→ **Goal of the exercise**
Write out the data below in full. Keep it exact.

→ **Recorded data**

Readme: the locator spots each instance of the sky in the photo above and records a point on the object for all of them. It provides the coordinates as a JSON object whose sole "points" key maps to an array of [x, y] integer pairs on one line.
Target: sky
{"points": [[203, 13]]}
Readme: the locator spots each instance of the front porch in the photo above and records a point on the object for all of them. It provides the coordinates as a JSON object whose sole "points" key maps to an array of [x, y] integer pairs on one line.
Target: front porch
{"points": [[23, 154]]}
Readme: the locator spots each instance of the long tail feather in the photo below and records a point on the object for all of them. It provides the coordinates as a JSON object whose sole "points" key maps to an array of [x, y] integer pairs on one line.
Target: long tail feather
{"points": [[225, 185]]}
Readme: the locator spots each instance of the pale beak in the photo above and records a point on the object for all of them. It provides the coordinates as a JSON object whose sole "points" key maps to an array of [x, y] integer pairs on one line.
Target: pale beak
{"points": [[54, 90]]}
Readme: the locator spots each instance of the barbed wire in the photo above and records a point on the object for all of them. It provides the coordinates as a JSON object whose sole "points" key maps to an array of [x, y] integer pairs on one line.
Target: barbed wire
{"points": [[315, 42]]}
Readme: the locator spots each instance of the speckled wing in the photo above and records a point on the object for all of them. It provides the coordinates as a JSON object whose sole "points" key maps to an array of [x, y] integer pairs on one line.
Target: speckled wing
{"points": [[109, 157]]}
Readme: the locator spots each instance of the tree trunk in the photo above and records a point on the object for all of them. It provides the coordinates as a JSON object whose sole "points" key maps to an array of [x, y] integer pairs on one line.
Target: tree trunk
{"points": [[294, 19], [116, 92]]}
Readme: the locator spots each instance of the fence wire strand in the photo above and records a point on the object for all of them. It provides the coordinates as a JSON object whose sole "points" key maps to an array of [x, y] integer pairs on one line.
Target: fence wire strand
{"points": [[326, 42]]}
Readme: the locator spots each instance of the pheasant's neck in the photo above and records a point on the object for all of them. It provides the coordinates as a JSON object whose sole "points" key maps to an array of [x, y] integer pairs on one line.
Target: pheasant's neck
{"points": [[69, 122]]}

→ **Reply**
Readme: the locator spots each instance of the sky in the photo above and records a point on the object for all of them. It provides the coordinates as a JSON object whose sole "points" key maps to an array of [x, y] integer pairs on one line.
Target: sky
{"points": [[203, 13]]}
Readme: the locator spots each instance of the front porch in the photo above and records a point on the object for all of them. It provides the coordinates as a JSON object whose sole "points" key maps to an array of [x, y] integer pairs on one line.
Target: front porch
{"points": [[23, 154]]}
Readme: the locator spots each instance of the long tail feather in the photo below and records a point on the object for all of them. It provides the coordinates as a JSON object whose sole "points" key maps to an array of [x, y] integer pairs on one line.
Target: long tail feather
{"points": [[225, 185]]}
Readme: the locator spots each instance of the pale beak in the photo above and records a point on the object for all of them. It provides the coordinates as a JSON object whose sole "points" key maps to an array of [x, y] integer pairs on one line.
Target: pale beak
{"points": [[54, 90]]}
Readme: the locator spots each instance of the barbed wire in the photo above and records a point on the object for all of them. It provides the coordinates as a JSON object whose sole "points" key maps to an array of [x, y] integer pairs on one line.
Target: barbed wire
{"points": [[315, 42]]}
Readme: the locator spots each instance of the speckled wing in the photo above and records a point on the object for all of them. It provides the coordinates as a JSON object whose sole "points" key maps to an array of [x, y] integer pairs on one line.
Target: speckled wing
{"points": [[109, 157]]}
Readme: the locator spots each instance of the tree trunk in the photo above and records a point on the object for all of them. It provides the coordinates as a JSON object whose sole "points" key maps to an array of [x, y] integer pairs on one line.
Target: tree trunk
{"points": [[294, 19], [116, 92]]}
Readme: the locator spots each instance of the fence wire strand in the photo above and records a point on the object for all of them. It provides the coordinates as a JSON object whose sole "points" key maps to an array of [x, y] integer pairs on one line.
Target: fence wire strand
{"points": [[326, 42]]}
Readme: the locator spots each instance of the pheasant's neck in the photo above and records a point on the object for all of them. It provides the coordinates as a JSON object whose sole "points" key maps to an array of [x, y] integer pairs on one line.
Target: pheasant's neck
{"points": [[69, 122]]}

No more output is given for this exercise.